◆ **EXERCISE DATA**
----

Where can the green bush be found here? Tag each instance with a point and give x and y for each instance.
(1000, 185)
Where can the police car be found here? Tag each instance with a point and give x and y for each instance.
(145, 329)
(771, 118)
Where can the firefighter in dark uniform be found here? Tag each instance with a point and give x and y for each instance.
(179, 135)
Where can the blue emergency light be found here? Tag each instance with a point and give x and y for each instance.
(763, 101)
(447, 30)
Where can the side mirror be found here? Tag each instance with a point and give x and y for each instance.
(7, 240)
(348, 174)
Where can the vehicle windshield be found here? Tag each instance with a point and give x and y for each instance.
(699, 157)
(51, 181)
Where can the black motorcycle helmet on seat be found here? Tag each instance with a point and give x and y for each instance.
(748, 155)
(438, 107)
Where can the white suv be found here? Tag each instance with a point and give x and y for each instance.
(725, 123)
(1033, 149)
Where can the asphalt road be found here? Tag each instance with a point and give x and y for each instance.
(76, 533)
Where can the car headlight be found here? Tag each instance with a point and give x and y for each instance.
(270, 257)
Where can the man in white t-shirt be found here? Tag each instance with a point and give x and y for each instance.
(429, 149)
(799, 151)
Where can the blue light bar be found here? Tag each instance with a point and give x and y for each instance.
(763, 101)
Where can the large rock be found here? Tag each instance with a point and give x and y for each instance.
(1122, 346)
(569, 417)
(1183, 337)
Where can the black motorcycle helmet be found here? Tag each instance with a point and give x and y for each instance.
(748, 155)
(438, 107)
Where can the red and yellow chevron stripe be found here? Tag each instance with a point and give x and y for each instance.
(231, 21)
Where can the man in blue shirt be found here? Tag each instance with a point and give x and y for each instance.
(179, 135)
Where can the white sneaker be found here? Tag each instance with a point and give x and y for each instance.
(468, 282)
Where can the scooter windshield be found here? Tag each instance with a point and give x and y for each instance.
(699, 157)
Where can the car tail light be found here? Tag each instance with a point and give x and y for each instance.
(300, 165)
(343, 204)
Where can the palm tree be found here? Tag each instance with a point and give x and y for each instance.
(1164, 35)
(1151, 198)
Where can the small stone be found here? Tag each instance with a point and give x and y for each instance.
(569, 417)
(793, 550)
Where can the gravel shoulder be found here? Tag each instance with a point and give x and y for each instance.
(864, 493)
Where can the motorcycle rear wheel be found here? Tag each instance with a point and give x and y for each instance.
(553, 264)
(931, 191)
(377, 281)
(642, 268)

----

◆ **TASK**
Reproduce every entry above verbatim, with each line unchanged and in its original order.

◆ **RESPONSE FOR THIS EXERCISE**
Where can the green bush be found here? Tag each instance with a point and give x and y for each instance.
(1000, 185)
Where can the police car be found here? Tag each instance with a point and give x and y for each instance.
(145, 329)
(771, 118)
Where can the firefighter in dark uniform be found here? Tag each instance with a point and give x and y for each instance.
(179, 135)
Where can the blue emergency light be found here? Tag each instance with a point and give x and y for each instance.
(763, 101)
(447, 30)
Where can the side mirror be found here? Tag each instance with a point and give x and y for each instance.
(7, 240)
(348, 174)
Where can the vehicle windshield be found here? Tag each instance with a point and give x and y for each instance.
(699, 157)
(51, 181)
Where can the black motorcycle helmet on seat be found here? Tag each instance with a point and give x and y for each instance.
(748, 155)
(438, 107)
Where can the white suv be found here? Tag each instance with a point and give x and y for each instance.
(725, 123)
(1033, 149)
Where can the asphalt road be found here? Tag each instance with a point and give x and y for each instance.
(76, 533)
Where can the car headlight be found here? Tag each instance with a point and give x and y for each instance.
(270, 257)
Where can the man in white t-shirt be found here? Tag each instance with a point and give x and y for each instance.
(429, 149)
(799, 151)
Where can the blue light bar be found here? Tag each instance with a point and give x and y for each instance.
(763, 101)
Where can the large rock be found here? Tag each instance with a point and give x and y for each instance.
(1122, 346)
(569, 417)
(1183, 337)
Where can the black motorcycle helmet be found here? Tag each instance with a point and give x and y for each instance.
(748, 155)
(438, 107)
Where can the red and yellow chevron stripe be found here? Tag each instance with a point and give x and y for each instance.
(231, 21)
Where can the man in blue shirt be found here? Tag each instance with a point and give x and y for each instance.
(179, 135)
Where can the white sneaker be found here? Tag each instance with a point and give x and y for each instance.
(468, 282)
Where can the scooter windshield be found here? Tag each instance with a point and give x and y for each instance.
(699, 157)
Where can the car tail light be found here? Tag each instance with a point and give x and y for each instance.
(300, 165)
(343, 204)
Where can the palm tree be found here? Tag each instance with a point and give x and y for each instance.
(1164, 35)
(1151, 198)
Where can the small stone be found here? Tag each instance with a point and give x and y for each instance.
(569, 417)
(793, 550)
Where can the gravel shoulder be found here? Tag each instance with a point and give x and y for each instance.
(864, 493)
Where can the motorcycle rear wheel be found here? Tag each instance with a point and give x and y for each instance.
(553, 264)
(931, 191)
(377, 281)
(642, 268)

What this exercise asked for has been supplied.